WHAT IS EXPECTED: All lines from the one containing "Provide the mask of every instance of the leafy" through the final line of the listing below are to be retyped exactly; nothing else goes in the result.

DATASET ENTRIES:

[Start of section]

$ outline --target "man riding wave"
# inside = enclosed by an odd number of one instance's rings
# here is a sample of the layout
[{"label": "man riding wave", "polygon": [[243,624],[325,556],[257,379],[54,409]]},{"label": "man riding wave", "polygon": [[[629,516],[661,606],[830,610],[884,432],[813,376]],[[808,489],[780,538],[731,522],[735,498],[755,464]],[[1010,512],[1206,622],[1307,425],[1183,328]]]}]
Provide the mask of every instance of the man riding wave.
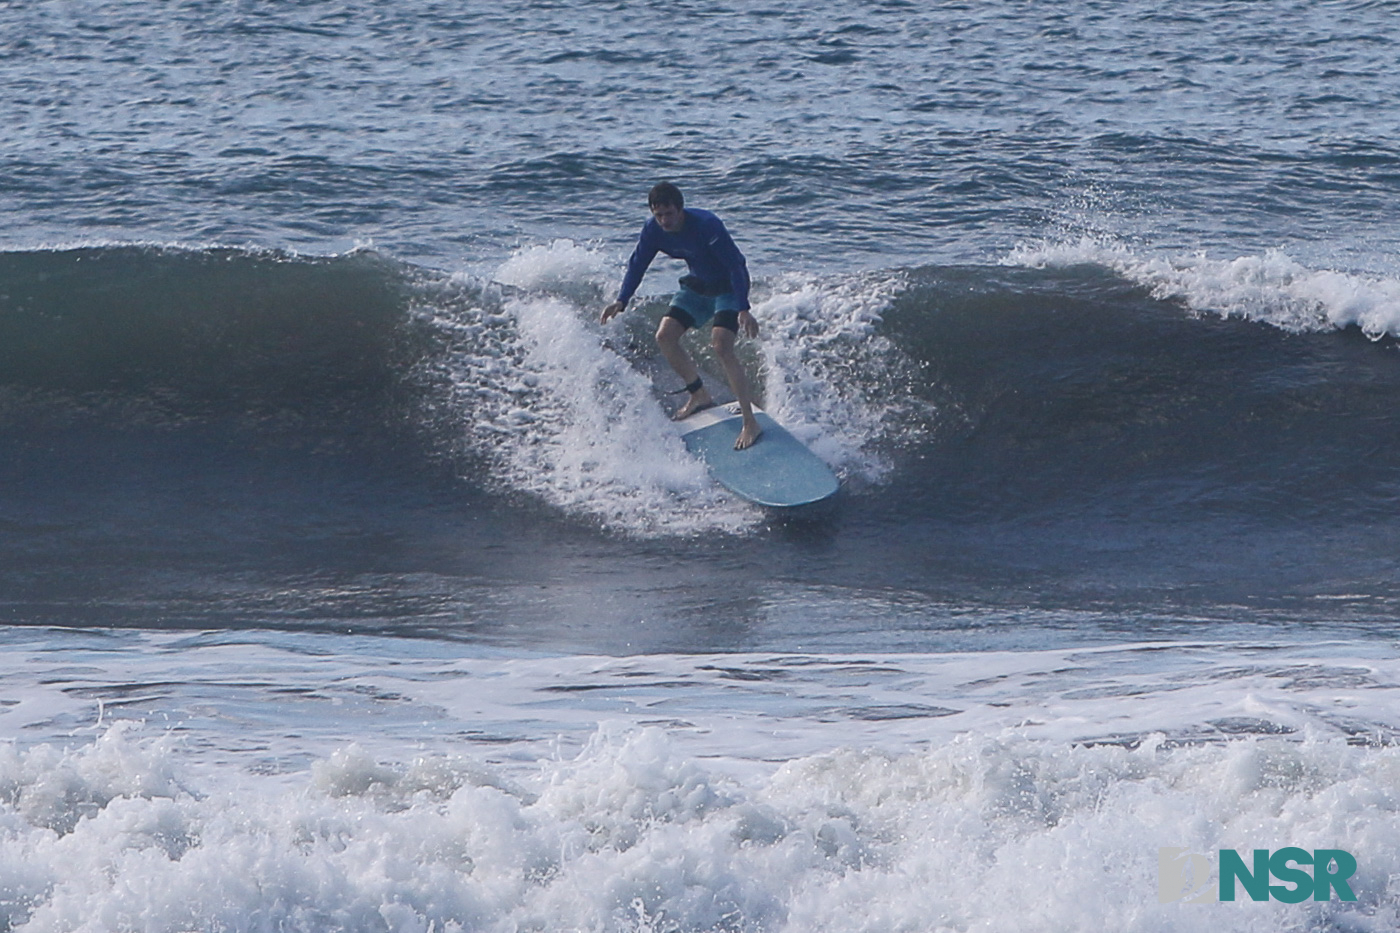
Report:
[{"label": "man riding wave", "polygon": [[744,254],[724,223],[709,211],[687,208],[680,189],[663,181],[647,194],[651,219],[642,227],[637,247],[627,261],[627,274],[617,300],[603,309],[606,324],[627,307],[658,252],[684,259],[689,275],[680,281],[680,291],[671,298],[671,308],[656,330],[656,342],[671,368],[685,381],[690,398],[675,418],[680,421],[714,404],[681,337],[692,327],[713,321],[710,344],[724,367],[734,397],[739,400],[743,428],[734,442],[735,450],[753,446],[762,429],[753,415],[749,383],[734,352],[734,342],[742,331],[745,337],[758,336],[758,321],[749,311],[749,269]]}]

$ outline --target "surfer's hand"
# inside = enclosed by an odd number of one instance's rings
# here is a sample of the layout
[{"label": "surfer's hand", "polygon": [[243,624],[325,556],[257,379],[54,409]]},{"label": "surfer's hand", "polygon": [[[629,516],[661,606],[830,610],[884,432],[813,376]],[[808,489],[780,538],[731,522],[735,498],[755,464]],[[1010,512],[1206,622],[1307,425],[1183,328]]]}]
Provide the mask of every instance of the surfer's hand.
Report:
[{"label": "surfer's hand", "polygon": [[627,305],[623,304],[622,302],[614,301],[612,304],[608,305],[606,308],[603,309],[603,316],[602,318],[600,318],[601,322],[604,324],[608,323],[608,321],[611,321],[613,318],[621,314],[622,309],[625,307],[627,307]]},{"label": "surfer's hand", "polygon": [[739,312],[739,329],[744,332],[744,336],[752,340],[758,336],[758,318],[748,311]]}]

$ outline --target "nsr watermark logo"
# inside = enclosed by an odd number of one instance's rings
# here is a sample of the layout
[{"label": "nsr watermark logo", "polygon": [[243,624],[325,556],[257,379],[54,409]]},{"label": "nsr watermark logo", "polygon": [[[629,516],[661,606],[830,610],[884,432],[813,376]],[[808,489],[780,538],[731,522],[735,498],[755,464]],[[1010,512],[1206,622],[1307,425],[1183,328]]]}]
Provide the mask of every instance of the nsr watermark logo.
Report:
[{"label": "nsr watermark logo", "polygon": [[[1304,866],[1311,866],[1312,871]],[[1209,858],[1186,849],[1158,849],[1158,903],[1233,901],[1239,888],[1244,888],[1254,901],[1270,898],[1285,904],[1299,904],[1309,898],[1330,901],[1334,893],[1340,900],[1356,900],[1347,882],[1356,874],[1356,859],[1341,849],[1311,852],[1292,846],[1274,852],[1255,849],[1252,865],[1246,865],[1234,849],[1221,849],[1215,867],[1218,871],[1213,873]],[[1282,883],[1270,884],[1271,880]]]}]

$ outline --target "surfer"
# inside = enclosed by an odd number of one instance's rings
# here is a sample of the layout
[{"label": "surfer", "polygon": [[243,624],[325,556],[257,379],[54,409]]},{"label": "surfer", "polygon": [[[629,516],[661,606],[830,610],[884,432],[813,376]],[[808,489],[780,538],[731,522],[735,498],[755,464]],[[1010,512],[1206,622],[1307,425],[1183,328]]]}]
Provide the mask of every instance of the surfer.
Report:
[{"label": "surfer", "polygon": [[617,300],[603,309],[602,321],[606,324],[627,308],[658,252],[684,259],[690,274],[681,279],[680,291],[672,297],[671,309],[656,330],[662,355],[685,381],[685,389],[690,393],[675,419],[680,421],[714,405],[695,361],[681,346],[681,337],[687,330],[713,321],[710,344],[724,366],[744,419],[734,449],[751,447],[762,429],[753,416],[744,367],[734,352],[734,341],[741,331],[745,337],[758,336],[758,321],[749,312],[749,268],[744,254],[718,217],[709,211],[687,208],[680,189],[669,181],[647,193],[647,206],[651,208],[651,219],[642,227],[637,248],[627,260],[622,290]]}]

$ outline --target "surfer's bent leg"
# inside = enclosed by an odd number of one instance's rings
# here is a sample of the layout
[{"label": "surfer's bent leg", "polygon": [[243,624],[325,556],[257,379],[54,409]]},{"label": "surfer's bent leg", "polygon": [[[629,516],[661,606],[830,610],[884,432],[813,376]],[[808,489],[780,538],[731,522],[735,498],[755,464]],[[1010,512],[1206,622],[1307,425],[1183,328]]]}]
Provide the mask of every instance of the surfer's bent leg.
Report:
[{"label": "surfer's bent leg", "polygon": [[758,419],[753,416],[753,401],[749,397],[749,380],[744,375],[744,367],[734,352],[734,341],[739,336],[737,313],[715,315],[715,326],[710,329],[710,344],[715,348],[715,356],[724,365],[724,375],[729,379],[729,388],[739,400],[739,412],[744,416],[744,426],[739,431],[739,439],[734,442],[735,450],[752,447],[753,442],[763,433]]},{"label": "surfer's bent leg", "polygon": [[[661,326],[656,329],[656,345],[661,348],[661,355],[666,357],[666,362],[671,364],[676,375],[685,380],[686,386],[689,387],[700,382],[700,371],[695,368],[695,361],[690,358],[685,347],[681,346],[681,337],[690,325],[680,318],[680,314],[685,312],[677,314],[678,310],[672,308],[671,313],[661,319]],[[690,398],[681,406],[680,411],[672,417],[680,421],[713,404],[710,390],[701,382],[699,388],[690,393]]]}]

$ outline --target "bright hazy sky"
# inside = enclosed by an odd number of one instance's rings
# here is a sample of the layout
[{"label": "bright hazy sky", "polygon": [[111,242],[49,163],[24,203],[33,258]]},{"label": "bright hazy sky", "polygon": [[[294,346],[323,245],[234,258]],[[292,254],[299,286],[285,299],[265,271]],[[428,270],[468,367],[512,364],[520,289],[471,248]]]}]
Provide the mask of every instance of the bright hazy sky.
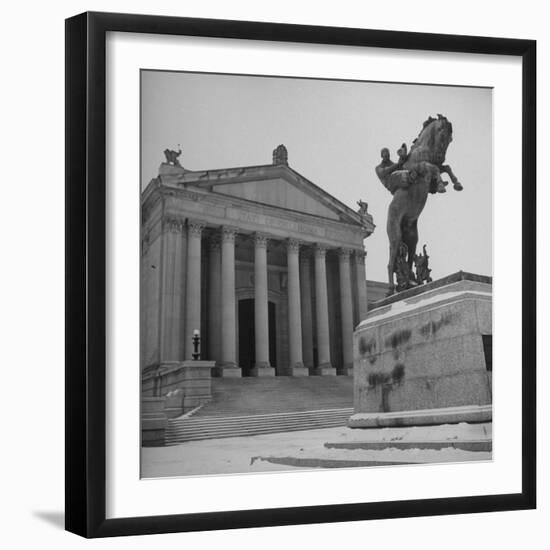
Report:
[{"label": "bright hazy sky", "polygon": [[[376,229],[365,240],[367,278],[386,281],[386,217],[391,194],[374,167],[410,148],[437,113],[453,123],[450,164],[464,191],[429,195],[419,248],[428,245],[434,279],[460,269],[492,274],[492,91],[428,85],[142,72],[142,188],[165,148],[181,144],[181,164],[205,170],[271,164],[280,143],[289,165],[357,210],[369,204]],[[444,179],[447,176],[443,176]]]}]

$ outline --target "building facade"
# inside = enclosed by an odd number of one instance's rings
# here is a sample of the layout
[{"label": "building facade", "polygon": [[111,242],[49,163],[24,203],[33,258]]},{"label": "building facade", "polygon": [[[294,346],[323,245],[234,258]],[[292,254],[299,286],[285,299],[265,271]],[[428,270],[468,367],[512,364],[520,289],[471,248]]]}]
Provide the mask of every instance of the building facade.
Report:
[{"label": "building facade", "polygon": [[366,204],[347,207],[288,165],[190,171],[142,193],[143,372],[201,358],[214,376],[350,374],[365,318]]}]

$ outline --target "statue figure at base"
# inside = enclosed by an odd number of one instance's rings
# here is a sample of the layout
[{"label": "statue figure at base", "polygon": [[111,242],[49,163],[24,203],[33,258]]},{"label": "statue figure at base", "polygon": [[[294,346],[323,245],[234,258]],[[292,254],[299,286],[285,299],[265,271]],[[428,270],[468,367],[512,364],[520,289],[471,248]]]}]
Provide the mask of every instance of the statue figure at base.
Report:
[{"label": "statue figure at base", "polygon": [[429,193],[445,192],[446,182],[441,173],[446,173],[456,191],[462,185],[450,166],[443,164],[447,148],[453,139],[453,126],[443,115],[429,117],[414,140],[410,152],[405,144],[398,151],[399,161],[390,159],[387,148],[382,149],[382,162],[376,174],[384,187],[393,195],[388,208],[387,233],[390,241],[388,282],[390,294],[395,291],[394,273],[401,244],[407,247],[407,264],[411,285],[416,283],[412,266],[418,243],[418,217]]},{"label": "statue figure at base", "polygon": [[430,259],[430,257],[426,252],[426,245],[422,247],[422,252],[423,254],[414,255],[416,282],[419,285],[432,282],[432,278],[430,277],[430,273],[432,272],[432,270],[428,267],[428,260]]},{"label": "statue figure at base", "polygon": [[402,242],[399,245],[397,257],[395,258],[394,272],[397,282],[397,292],[401,292],[402,290],[407,290],[407,288],[416,286],[416,282],[411,279],[411,268],[409,267],[409,263],[407,261],[408,253],[409,249],[407,245]]}]

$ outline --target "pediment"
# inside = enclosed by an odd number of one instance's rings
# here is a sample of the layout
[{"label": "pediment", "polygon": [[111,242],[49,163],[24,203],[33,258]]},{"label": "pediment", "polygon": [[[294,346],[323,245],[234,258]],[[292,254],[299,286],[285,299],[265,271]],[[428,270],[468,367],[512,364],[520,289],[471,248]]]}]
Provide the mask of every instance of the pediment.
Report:
[{"label": "pediment", "polygon": [[188,172],[182,183],[270,207],[363,225],[357,212],[286,165]]},{"label": "pediment", "polygon": [[293,185],[281,177],[217,185],[213,191],[331,220],[340,219],[334,208],[330,208],[326,203],[319,201],[317,197],[308,193],[307,190]]}]

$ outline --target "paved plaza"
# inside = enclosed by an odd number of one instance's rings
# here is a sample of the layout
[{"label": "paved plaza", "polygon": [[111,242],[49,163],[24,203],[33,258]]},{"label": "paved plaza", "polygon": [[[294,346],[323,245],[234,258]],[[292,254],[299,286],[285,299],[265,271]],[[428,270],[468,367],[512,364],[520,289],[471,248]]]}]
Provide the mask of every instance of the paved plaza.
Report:
[{"label": "paved plaza", "polygon": [[[490,423],[463,423],[374,430],[341,427],[189,441],[172,447],[142,449],[142,477],[485,461],[491,460],[491,451],[456,447],[459,442],[490,446],[491,437]],[[421,442],[419,446],[424,448],[397,448],[410,446],[407,442]],[[369,443],[366,446],[376,450],[359,448],[361,443]],[[388,446],[384,448],[380,443]],[[337,444],[356,448],[337,448]]]}]

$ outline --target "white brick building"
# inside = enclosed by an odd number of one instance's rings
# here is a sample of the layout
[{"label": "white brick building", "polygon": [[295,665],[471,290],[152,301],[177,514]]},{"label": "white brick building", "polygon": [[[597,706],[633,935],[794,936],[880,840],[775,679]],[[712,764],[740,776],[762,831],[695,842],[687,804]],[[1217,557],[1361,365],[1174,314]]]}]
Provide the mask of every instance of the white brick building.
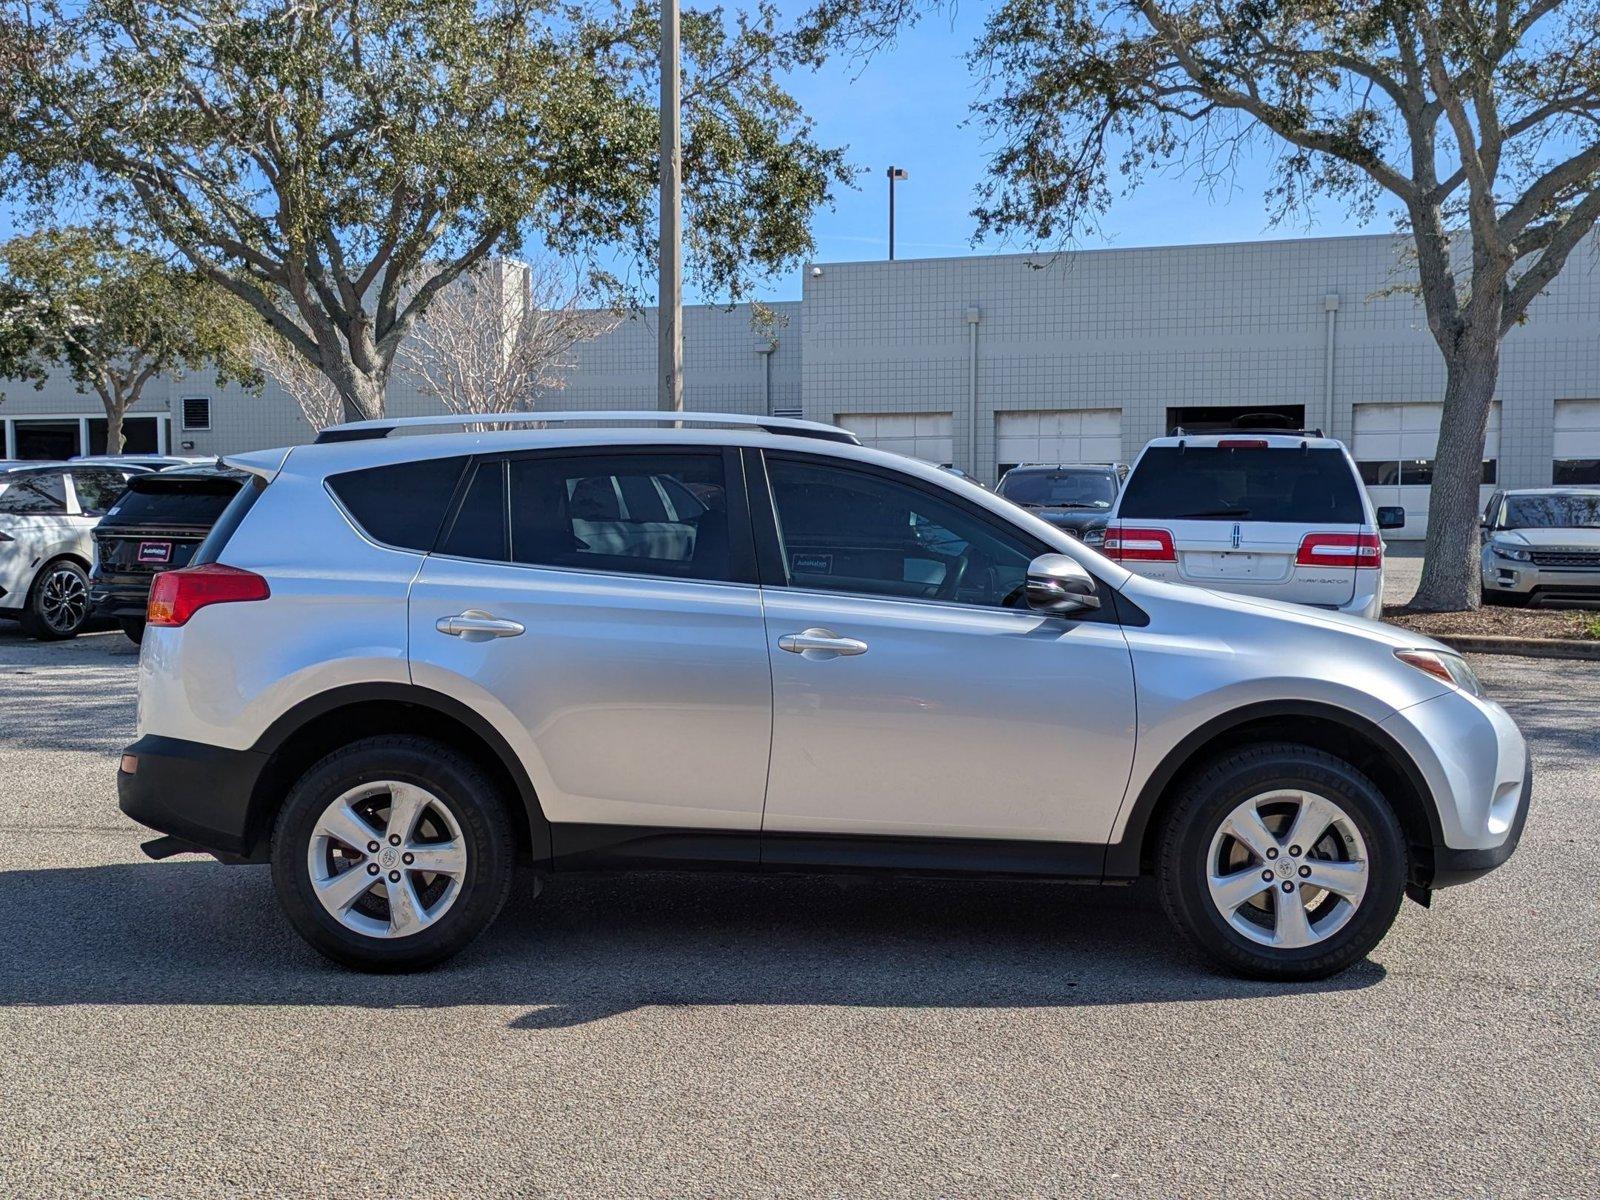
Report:
[{"label": "white brick building", "polygon": [[[774,306],[771,328],[747,309],[686,310],[686,403],[803,411],[985,482],[1010,463],[1127,460],[1173,425],[1274,412],[1349,443],[1378,502],[1404,504],[1420,534],[1444,371],[1405,251],[1370,236],[822,263],[800,302]],[[647,310],[580,348],[546,406],[649,408],[654,380]],[[93,397],[7,391],[7,454],[81,439],[85,421],[92,438]],[[164,424],[135,425],[141,441],[211,453],[310,436],[275,389],[190,377],[150,393],[137,411]],[[392,412],[432,407],[394,385]],[[1506,338],[1486,458],[1486,479],[1504,486],[1600,482],[1600,262],[1588,246]]]}]

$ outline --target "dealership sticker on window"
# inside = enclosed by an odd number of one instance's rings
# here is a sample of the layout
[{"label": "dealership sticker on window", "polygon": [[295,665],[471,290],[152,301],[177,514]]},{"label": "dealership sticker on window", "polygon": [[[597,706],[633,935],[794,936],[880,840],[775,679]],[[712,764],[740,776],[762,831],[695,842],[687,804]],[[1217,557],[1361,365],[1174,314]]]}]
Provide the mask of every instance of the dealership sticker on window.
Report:
[{"label": "dealership sticker on window", "polygon": [[831,554],[791,554],[789,567],[795,571],[805,571],[809,575],[832,575],[833,555]]},{"label": "dealership sticker on window", "polygon": [[171,542],[140,542],[139,561],[142,563],[164,563],[172,561]]}]

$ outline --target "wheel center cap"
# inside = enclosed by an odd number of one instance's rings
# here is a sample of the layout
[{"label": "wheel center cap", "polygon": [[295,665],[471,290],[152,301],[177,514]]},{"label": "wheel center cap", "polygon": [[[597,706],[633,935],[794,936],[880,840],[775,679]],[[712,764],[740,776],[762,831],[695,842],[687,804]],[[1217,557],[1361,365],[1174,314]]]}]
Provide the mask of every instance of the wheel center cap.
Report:
[{"label": "wheel center cap", "polygon": [[399,862],[400,851],[396,850],[393,846],[385,846],[383,848],[383,853],[378,855],[378,863],[385,871],[398,865]]},{"label": "wheel center cap", "polygon": [[1294,860],[1288,855],[1280,855],[1278,857],[1275,869],[1278,872],[1279,879],[1294,878]]}]

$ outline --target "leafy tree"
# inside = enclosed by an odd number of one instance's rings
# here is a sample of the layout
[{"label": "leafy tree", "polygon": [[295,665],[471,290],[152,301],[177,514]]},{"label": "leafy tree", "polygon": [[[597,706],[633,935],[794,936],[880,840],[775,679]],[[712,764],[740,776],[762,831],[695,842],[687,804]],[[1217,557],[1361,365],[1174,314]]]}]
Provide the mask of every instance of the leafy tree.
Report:
[{"label": "leafy tree", "polygon": [[[374,417],[407,332],[491,253],[648,261],[656,21],[643,0],[84,0],[28,26],[66,49],[22,89],[20,161],[45,194],[83,164]],[[777,81],[814,55],[771,7],[684,13],[683,56],[690,272],[736,298],[805,254],[849,171]]]},{"label": "leafy tree", "polygon": [[[917,0],[820,0],[868,49]],[[1058,241],[1119,182],[1225,179],[1275,151],[1275,213],[1393,207],[1444,357],[1418,607],[1477,604],[1478,482],[1501,339],[1600,217],[1597,0],[1005,0],[971,54],[994,136],[978,232]]]},{"label": "leafy tree", "polygon": [[187,267],[104,231],[48,230],[0,245],[0,378],[43,386],[64,369],[106,411],[106,449],[158,374],[212,369],[254,386],[260,322]]}]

[End of section]

RESPONSE:
Provide the mask of every instance of the leafy tree.
Report:
[{"label": "leafy tree", "polygon": [[[374,417],[407,332],[491,253],[648,261],[656,21],[643,0],[84,0],[28,26],[66,49],[22,89],[20,161],[45,194],[83,164]],[[777,81],[814,55],[771,7],[684,13],[683,56],[690,272],[736,298],[805,254],[849,171]]]},{"label": "leafy tree", "polygon": [[[917,0],[820,0],[868,49]],[[1058,241],[1119,182],[1225,179],[1275,151],[1275,213],[1393,207],[1444,357],[1418,607],[1477,604],[1478,482],[1501,339],[1600,217],[1597,0],[1005,0],[971,54],[994,136],[978,232]]]},{"label": "leafy tree", "polygon": [[187,267],[104,231],[48,230],[0,245],[0,378],[43,386],[64,369],[106,411],[106,449],[158,374],[212,369],[254,386],[260,322]]}]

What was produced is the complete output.